> Exercise description:
Rewrite all of the entries below with every "zucchini" replaced by "courgette", and leave everything else as it is.

* start *

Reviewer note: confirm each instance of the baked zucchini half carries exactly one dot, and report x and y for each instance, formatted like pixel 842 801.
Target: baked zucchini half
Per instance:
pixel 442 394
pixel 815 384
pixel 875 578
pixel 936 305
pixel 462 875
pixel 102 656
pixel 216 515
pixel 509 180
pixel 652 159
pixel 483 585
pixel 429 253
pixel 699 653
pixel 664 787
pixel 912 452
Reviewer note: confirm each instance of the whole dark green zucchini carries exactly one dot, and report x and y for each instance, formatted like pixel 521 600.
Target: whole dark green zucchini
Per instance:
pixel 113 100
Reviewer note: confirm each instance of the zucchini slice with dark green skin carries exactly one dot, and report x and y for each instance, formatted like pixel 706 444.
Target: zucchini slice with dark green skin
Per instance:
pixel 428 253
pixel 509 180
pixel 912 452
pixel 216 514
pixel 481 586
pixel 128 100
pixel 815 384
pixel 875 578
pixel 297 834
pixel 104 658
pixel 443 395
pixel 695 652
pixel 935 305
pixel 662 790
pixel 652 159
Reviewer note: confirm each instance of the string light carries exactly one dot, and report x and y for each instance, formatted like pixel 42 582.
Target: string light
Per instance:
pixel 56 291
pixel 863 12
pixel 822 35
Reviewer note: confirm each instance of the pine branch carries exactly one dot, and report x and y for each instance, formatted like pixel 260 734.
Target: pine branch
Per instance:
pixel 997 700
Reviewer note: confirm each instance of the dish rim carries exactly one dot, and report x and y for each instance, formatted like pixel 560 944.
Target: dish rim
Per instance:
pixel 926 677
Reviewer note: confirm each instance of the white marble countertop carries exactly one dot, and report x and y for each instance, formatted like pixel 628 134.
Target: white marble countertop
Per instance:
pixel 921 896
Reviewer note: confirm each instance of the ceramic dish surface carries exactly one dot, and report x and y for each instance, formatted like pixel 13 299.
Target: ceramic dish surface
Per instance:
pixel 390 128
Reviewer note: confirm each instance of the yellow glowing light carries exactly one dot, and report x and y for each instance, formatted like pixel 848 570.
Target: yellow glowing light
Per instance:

* end *

> Answer below:
Reviewer note: confirm each instance of the baked courgette half carries exactly one dot, and report x and y for each instance, formatted like pixel 842 801.
Target: baked courgette half
Per instance:
pixel 442 394
pixel 815 384
pixel 875 578
pixel 936 305
pixel 462 875
pixel 102 656
pixel 216 515
pixel 509 180
pixel 652 159
pixel 483 585
pixel 429 253
pixel 699 653
pixel 664 787
pixel 912 452
Reviewer note: confirm each instance of the whole dark green courgette carries exactly one dot, and report x and y for each instance, formatted like pixel 521 600.
Target: whole dark green courgette
Per instance:
pixel 113 100
Reviewer note: confirm each instance of the courgette slice with dark green skin carries exactly one dot, and report x and y for each instance, formatted like pixel 706 444.
Target: courgette slice with dark green skin
Per instance:
pixel 428 253
pixel 509 180
pixel 912 452
pixel 216 514
pixel 481 586
pixel 128 100
pixel 815 384
pixel 875 578
pixel 297 834
pixel 104 658
pixel 443 395
pixel 695 652
pixel 935 305
pixel 662 790
pixel 652 159
Reviewer note: confirm each instance of the string light carries exactly one dot, and report x and y for each instance, formatted like pixel 42 582.
Target: string light
Per instance:
pixel 56 291
pixel 863 12
pixel 822 35
Reviewer note: confirm each instance of the pine branch carries exactly one dot, and report x and y for each instance, formatted like pixel 260 734.
Target: pine branch
Per instance:
pixel 997 700
Reviewer note: confirm each instance of the dish rim carries exactly one dot, and report x and y for each instance, formatted like pixel 560 944.
Target: dish rim
Per instance:
pixel 926 677
Reviewer note: confirm each instance of the white marble countertop carries exactly one dot, and report x and y for each instance, formatted like pixel 628 134.
Target: white marble countertop
Per instance:
pixel 921 896
Reviewer note: confirm each instance of the ceramic dish surface carries exactly one dot, and report x and y for each instance, formatted like pixel 13 299.
Target: ceramic dish surface
Per instance:
pixel 390 128
Reviewer note: confirm each instance of the yellow glowing light carries exactly one dot, and report x and y for each instance, formatted like pixel 848 570.
Target: yellow glowing light
Per instance:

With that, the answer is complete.